## Fragmento de origen
——

El rechazo a los inmigrantes encabezó las consignas de los nuevos partidos de extrema derecha. El dilema entre el nacionalismo y el cosmopolitismo, la preferencia por el mestizaje, que desde los años 60 había prevalecido como expresión positiva de la internacionalización de la cultura, en los 80 perdió terreno frente a la opción excluyente que salió a exigir que se erigieran entidades nacionales más cerradas y fuertes.
Como expresión teórica de esa alternativa destacó la llamada Nueva Derecha francesa. Su vocero más notorio, Alain de Benoist, ya en los años 60 había militado en el nacionalismo colonialista que rechazó el diálogo y la paz en la guerra de Argelia. Esta derecha reivindicó que Francia se constituyera en baluarte de la preeminencia europea y defensora de la superioridad del hombre blanco respecto a los pueblos «inferiores», lo que conllevaba demandar un Estado fuerte, autoritario y corporativo. Pero no lo hizo blandiendo meras consignas, sino procurando sustentar esas ideas como partes de una concepción más abarcadora y sistematizada.
Tras la derrota en Argelia, la derecha tradicional francesa quedó subsumida por el gaullismo. En los años 80 esa Nueva Derecha elaboró una propuesta doctrinal dirigida a devolverle independencia y discurso a ese sector. Como movimiento intelectual «metapolítico», trabajó al margen de los partidos y desarrolló un corpus doctrinal con el que fundamentar una «verdadera cultura de derecha» el cual, además del tema migratorio, también abarcó otros asuntos polémicos, como los de la irrupción del tercer mundo, el aborto, la revisión crítica del cristianismo, del liberalismo y del marxismo, el cuestionamiento de la Unión Europea y el del imperialismo estadounidense.

——

(Registros)
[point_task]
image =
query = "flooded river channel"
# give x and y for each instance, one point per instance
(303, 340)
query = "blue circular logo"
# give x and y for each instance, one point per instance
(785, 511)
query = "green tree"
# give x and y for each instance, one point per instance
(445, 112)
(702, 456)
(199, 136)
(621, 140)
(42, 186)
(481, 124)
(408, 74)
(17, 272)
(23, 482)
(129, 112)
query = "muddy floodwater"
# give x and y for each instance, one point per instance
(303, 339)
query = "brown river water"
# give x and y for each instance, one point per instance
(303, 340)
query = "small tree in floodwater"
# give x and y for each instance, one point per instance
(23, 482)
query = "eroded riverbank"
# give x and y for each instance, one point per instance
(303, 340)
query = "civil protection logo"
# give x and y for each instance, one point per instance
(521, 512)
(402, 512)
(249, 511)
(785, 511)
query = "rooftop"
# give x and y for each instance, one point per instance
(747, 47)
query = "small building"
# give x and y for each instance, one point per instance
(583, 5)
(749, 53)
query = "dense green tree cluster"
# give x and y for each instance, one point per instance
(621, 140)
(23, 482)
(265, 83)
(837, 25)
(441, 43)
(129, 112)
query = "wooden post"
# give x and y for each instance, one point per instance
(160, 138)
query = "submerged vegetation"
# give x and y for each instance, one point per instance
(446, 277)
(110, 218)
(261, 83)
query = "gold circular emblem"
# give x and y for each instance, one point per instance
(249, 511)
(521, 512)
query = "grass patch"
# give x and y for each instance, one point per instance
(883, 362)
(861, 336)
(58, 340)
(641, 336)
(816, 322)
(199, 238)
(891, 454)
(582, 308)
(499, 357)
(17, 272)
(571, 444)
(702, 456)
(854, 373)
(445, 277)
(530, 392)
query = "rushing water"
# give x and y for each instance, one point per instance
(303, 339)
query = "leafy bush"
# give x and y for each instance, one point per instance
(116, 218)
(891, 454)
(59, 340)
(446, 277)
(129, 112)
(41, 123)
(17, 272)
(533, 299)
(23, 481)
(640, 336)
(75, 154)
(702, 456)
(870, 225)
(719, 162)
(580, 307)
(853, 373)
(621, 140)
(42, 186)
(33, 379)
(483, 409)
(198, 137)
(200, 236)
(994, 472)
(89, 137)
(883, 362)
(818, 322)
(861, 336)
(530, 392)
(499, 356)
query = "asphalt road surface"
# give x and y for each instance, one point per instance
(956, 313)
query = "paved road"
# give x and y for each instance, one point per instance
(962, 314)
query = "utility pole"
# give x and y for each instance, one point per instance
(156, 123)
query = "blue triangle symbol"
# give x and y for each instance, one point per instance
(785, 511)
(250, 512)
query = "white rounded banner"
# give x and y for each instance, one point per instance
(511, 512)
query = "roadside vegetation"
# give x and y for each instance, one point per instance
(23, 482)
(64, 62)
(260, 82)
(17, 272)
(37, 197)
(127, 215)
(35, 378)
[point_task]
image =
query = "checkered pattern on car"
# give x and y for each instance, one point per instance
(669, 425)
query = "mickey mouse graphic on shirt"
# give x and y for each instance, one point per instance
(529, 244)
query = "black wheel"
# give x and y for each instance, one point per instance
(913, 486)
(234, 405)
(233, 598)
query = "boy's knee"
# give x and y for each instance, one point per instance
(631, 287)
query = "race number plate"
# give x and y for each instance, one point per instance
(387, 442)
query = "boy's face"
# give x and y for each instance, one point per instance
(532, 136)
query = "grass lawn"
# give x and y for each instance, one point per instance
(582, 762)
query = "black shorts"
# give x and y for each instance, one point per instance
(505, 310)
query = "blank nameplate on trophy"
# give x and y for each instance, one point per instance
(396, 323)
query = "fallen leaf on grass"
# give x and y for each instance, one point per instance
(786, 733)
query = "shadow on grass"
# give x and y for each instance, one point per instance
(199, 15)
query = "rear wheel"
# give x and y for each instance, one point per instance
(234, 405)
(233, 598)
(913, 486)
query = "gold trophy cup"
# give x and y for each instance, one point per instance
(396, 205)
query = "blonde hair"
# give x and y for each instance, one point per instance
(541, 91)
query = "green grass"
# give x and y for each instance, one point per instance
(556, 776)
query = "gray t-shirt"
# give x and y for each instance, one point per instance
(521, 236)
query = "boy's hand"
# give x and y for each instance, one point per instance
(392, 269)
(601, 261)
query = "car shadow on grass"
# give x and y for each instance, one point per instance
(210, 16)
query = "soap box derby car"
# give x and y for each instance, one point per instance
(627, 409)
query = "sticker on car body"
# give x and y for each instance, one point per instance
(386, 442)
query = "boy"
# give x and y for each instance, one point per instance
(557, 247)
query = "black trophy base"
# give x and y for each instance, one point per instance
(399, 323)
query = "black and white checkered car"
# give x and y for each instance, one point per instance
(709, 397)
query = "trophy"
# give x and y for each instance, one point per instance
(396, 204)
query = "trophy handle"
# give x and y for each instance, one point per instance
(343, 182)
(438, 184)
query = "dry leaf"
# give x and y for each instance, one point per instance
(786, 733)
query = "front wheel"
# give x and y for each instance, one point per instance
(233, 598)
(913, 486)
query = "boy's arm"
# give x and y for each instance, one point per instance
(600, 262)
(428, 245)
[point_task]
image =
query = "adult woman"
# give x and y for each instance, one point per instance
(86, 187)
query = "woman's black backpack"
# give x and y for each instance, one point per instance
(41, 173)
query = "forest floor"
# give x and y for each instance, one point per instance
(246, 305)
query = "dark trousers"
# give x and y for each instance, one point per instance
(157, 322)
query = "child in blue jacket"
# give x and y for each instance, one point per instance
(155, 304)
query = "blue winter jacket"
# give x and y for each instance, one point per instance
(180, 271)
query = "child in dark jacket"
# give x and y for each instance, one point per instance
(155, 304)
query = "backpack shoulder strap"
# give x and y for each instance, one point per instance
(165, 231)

——

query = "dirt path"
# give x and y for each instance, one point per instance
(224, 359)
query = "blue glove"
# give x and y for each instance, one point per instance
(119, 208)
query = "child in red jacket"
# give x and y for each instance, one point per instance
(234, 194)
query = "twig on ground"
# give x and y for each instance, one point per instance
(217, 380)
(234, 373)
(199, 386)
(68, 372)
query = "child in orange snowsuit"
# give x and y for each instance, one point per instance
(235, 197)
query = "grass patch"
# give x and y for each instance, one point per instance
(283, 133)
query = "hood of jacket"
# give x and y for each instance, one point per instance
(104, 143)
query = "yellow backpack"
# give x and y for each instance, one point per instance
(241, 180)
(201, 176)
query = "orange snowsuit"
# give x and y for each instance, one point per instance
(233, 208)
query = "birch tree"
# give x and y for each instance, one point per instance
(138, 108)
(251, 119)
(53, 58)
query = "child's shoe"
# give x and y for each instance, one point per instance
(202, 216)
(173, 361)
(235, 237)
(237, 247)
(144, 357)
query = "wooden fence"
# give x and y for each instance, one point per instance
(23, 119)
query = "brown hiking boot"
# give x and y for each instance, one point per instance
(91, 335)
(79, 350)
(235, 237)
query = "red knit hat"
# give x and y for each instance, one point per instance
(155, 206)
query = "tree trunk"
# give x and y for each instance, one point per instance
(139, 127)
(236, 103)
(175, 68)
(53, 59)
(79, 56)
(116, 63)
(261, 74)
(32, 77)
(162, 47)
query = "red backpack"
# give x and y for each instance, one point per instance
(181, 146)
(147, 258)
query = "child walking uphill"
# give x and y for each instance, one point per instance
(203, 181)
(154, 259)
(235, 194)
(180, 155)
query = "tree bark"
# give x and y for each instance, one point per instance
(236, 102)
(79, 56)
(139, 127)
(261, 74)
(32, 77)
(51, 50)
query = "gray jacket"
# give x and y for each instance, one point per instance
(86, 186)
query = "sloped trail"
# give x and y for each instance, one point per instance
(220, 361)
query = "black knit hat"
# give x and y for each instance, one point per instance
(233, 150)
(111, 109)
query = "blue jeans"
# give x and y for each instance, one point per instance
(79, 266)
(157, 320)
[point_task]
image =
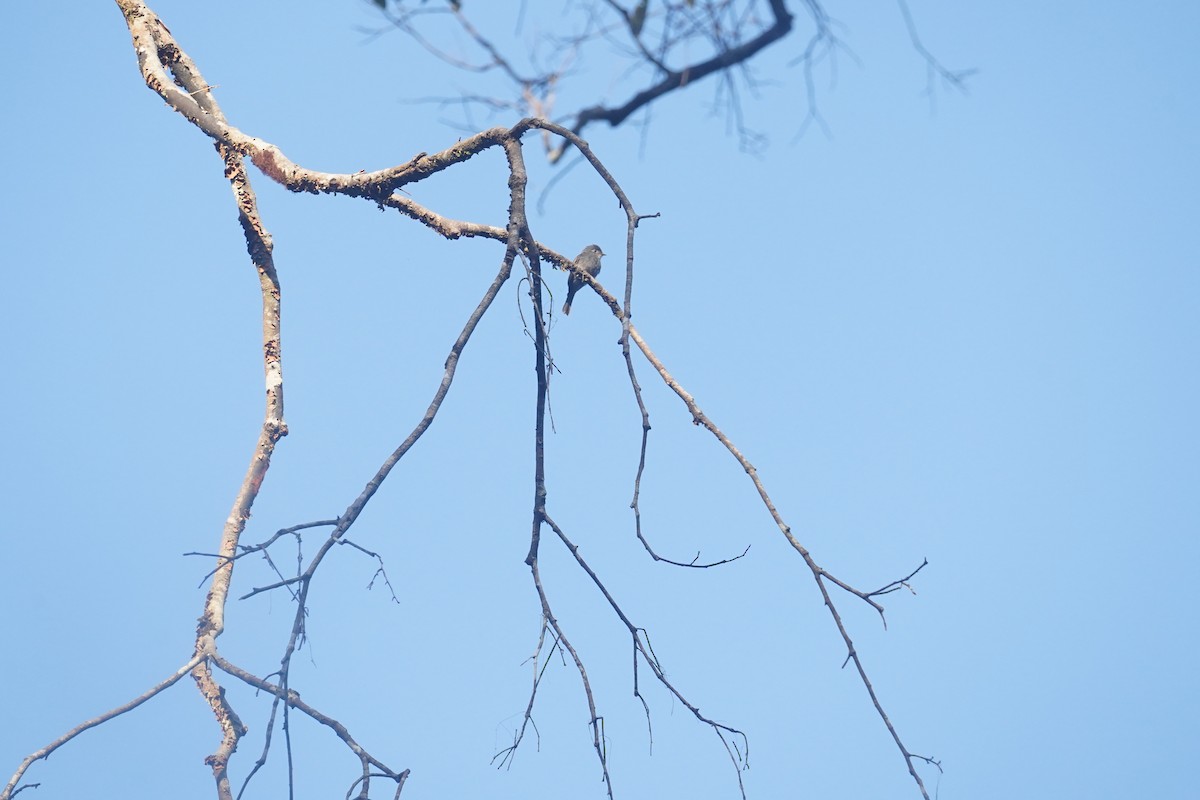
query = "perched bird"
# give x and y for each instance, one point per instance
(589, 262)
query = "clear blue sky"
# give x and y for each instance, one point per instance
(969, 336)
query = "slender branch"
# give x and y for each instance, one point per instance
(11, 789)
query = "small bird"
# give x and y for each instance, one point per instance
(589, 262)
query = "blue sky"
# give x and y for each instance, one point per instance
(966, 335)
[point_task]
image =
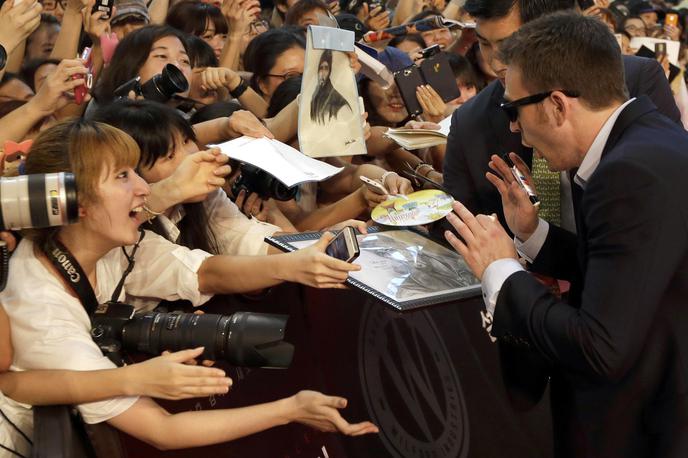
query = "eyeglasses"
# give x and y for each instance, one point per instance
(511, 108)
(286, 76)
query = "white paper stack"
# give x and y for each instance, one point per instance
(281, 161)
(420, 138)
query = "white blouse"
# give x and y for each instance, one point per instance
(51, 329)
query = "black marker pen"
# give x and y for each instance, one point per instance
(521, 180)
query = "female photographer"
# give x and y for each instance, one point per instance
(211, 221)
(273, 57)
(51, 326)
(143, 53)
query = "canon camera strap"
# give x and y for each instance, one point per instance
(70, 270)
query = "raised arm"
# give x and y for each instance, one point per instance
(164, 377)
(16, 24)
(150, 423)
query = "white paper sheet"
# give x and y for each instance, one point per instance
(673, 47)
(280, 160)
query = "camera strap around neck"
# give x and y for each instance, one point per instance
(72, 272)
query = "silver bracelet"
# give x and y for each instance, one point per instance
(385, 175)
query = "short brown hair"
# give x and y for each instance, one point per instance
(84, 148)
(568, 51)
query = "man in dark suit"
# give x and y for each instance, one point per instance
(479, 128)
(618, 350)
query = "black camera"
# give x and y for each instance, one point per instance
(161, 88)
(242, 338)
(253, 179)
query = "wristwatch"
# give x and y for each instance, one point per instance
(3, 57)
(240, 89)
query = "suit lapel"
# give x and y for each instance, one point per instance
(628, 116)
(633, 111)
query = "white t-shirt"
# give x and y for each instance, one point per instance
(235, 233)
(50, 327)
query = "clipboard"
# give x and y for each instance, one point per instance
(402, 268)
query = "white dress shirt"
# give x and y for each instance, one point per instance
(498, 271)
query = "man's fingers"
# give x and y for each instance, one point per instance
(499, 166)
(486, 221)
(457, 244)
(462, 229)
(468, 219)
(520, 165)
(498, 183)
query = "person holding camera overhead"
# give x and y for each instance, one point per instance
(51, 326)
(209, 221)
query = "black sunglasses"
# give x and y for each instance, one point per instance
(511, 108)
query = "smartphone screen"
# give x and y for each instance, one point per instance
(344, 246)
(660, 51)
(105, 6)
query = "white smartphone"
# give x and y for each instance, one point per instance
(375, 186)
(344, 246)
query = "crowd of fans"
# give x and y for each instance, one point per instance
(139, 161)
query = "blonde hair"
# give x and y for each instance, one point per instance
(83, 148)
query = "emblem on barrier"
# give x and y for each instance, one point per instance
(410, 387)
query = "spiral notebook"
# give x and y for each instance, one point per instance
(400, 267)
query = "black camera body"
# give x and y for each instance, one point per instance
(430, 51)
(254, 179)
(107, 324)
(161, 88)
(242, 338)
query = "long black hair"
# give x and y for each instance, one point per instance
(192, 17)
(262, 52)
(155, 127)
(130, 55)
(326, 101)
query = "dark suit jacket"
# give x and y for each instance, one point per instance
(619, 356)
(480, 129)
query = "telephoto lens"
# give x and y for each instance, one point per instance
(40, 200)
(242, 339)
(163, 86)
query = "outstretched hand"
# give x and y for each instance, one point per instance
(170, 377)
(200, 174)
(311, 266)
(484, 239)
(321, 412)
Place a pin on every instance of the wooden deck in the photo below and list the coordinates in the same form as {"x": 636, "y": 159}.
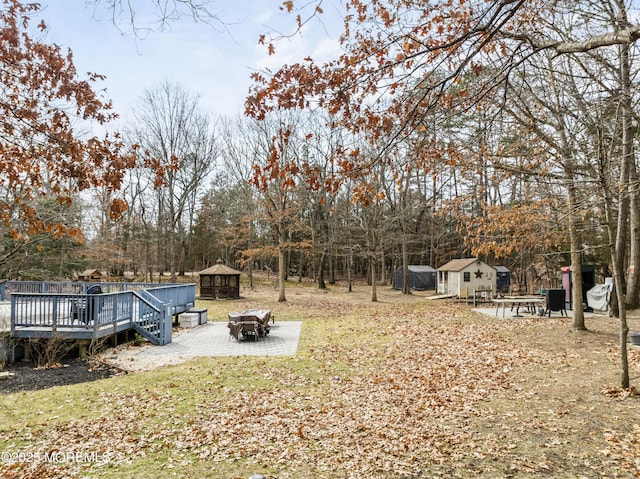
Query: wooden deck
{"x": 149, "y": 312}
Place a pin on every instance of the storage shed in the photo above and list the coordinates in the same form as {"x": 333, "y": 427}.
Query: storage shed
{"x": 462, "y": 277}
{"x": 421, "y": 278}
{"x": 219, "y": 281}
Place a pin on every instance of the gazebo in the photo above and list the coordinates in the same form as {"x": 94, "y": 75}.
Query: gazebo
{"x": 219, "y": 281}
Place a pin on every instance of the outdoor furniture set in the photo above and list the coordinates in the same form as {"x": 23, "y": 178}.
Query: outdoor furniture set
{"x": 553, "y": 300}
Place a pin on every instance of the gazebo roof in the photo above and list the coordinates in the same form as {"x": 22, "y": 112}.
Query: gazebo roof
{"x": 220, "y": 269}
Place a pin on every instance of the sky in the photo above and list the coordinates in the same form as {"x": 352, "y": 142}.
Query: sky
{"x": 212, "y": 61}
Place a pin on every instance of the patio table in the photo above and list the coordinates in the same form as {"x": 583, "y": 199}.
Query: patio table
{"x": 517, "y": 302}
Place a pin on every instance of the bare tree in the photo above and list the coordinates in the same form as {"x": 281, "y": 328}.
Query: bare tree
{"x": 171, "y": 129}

——

## Objetivo de la tarea
Por favor, continúa el fragmento sobre la Nueva Derecha francesa a partir de su última oración.

## La respuesta
Ese movimiento se reconoció influido por la «Revolución Conservadora» alemana de tiempos de la República de Weimar, nutrida por Nietzsche, Mohler, Jünger, Heidegger, Spengler y otros, que en su época rechazó los legados de la Revolución Francesa y del liberalismo decimonónico. Alegó asimismo que el factor cultural ‑en particular las creencias y representaciones simbólicas‑ es quien condiciona la voluntad y la acción humanas y que, por ende, las ideas dominantes son el eje del devenir de la historia, antes que cualquier otro factor, como la economía.
Ese movimiento también postuló una concepción biológico‑cultural que exaltaba la raíz indoeuropea de dicho «pueblo europeo», cuya identidad defendió frente a la colonización cultural angloestadounidense y la penetración de inmigrantes de otras regiones, especialmente del tercer mundo.
Por otra parte, denunció la presunta hipertrofia del igualitarismo y el universalismo derivados del cristianismo y de las ideas del siglo XVIII y emprendió una crítica general de la cultura occidental y la modernidad, en sus aspectos tanto religiosos como seculares, junto con una crítica de la sociedad mercantilista y de consumo. [6]
En los años de la Guerra Fría, Benoist sostuvo que Europa debía resurgir «frente a la dictadura del Gulag y la del Bienestar». Tras el derrumbe del llamado Campo Socialista, sostuvo que el principal enemigo era el liberalismo atlántico‑estadounidense u «occidental», así como sus «sucedáneos» la socialdemocracia y el modelo de democracia basado en un consenso pasivo subordinado al egoísmo del interés económico. A la vez, negó que sobre la diversidad de los pueblos pudiera implantarse un modelo único de democracia, y postuló una democracia orgánica que, fundada en la soberanía nacional y popular, no sería antagónica a un poder fuerte porque plasmaría las nociones de autoridad, de selección y de élite.
En ese contexto, Benoist señaló un conjunto de otros problemas contemporáneos. Con la premisa de que hoy por hoy los conocimientos se multiplican aceleradamente sin que el conjunto de sus consecuencias llegue a comprenderse, y que a la par el mundo integrado por conjuntos cerrados es remplazado por uno constituido por redes interconectadas, argumentó que es indispensable revisar las ideas y la institucionalidad vigentes.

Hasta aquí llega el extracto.